TRECHO SELECIONADO:

---+---

Reconvexo

Reconvexo

Por Ronaldo Souza

A deselegância grosseira de um bobo

Poucos dias antes, Renato Gaúcho tinha questionado a competência de Jorge Jesus, o técnico do Flamengo.

“(…) ele tem uma seleção nas mãos, qualquer um é técnico assim. Ele tem o que, 65 anos? Com essa idade, qual o título importante que ele tem…?”.

Além de mais uma vez se autoelogiar e se autoproclamar o melhor técnico do Brasil, foi quase que literalmente com essas palavras que Renato Gaúcho pretendeu desqualificar Jorge Jesus.

Inaceitável.

Como explicar essa agressão?

Nada justifica.

Um visitante que deveria ser bem-vindo, como todos têm sido ao longo da história desse país.

Não bastasse isso, alguém cuja origem e ligação com a nossa própria História dispensa apresentações e comentários.

Dias depois, o triunfo do Bahia sobre o Grêmio.

Dispenso-me de qualquer comentário sobre o jogo em si, para o qual os comentaristas atribuíram a vitória do Bahia aos seus próprios méritos.

Por que, apesar de não cita-lo nominalmente, aquela agressividade com Roger Machado, afinal, como treinador do Bahia, ele era talvez a principal razão da derrota do time de Renato?

Ainda que a absoluta certeza da vitória antes da partida, que só a arrogância e prepotência possibilitam, permitisse a Renato ostentar a soberba que lhe é característica, por que a tentativa de tirar o mérito do Bahia com aquela deselegância grosseira?

A elegância sutil de Bobô

Zózimo (Barroso do Amaral), consagrado colunista social do Rio de Janeiro, não suportou.

Era demais para ele.

Um time baiano chegava ao topo do nosso futebol; o Bahia se sagrava, mais uma vez, campeão brasileiro.

Naquele time um jogador se destacava; Raimundo Nonato Tavares da Silva.

Não, você não o conhece.

Talvez o conheça como Bobô.

Um grande jogador, fora do padrão.

O fora do padrão não interessa, pelo contrário.

Ele é “sinônimo” de fora da ordem.

---+---

BLOCO DE DADOS:
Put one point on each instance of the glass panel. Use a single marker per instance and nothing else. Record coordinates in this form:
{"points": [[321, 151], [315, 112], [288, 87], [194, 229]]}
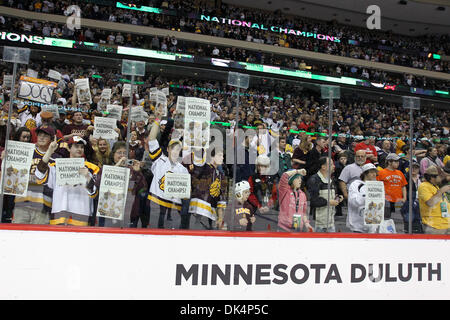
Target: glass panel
{"points": [[181, 162]]}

---+---

EXERCÍCIO PROPOSTO:
Imprima o trecho da coluna sobre Renato Gaúcho e Bobô que começa em "Dispenso-me de qualquer" e termina em "time de Renato?", sem alterar nenhuma palavra.

RESPOSTA ESCRITA:
Dispenso-me de qualquer comentário sobre o jogo em si, para o qual os comentaristas atribuíram a vitória do Bahia aos seus próprios méritos.

Por que, apesar de não cita-lo nominalmente, aquela agressividade com Roger Machado, afinal, como treinador do Bahia, ele era talvez a principal razão da derrota do time de Renato?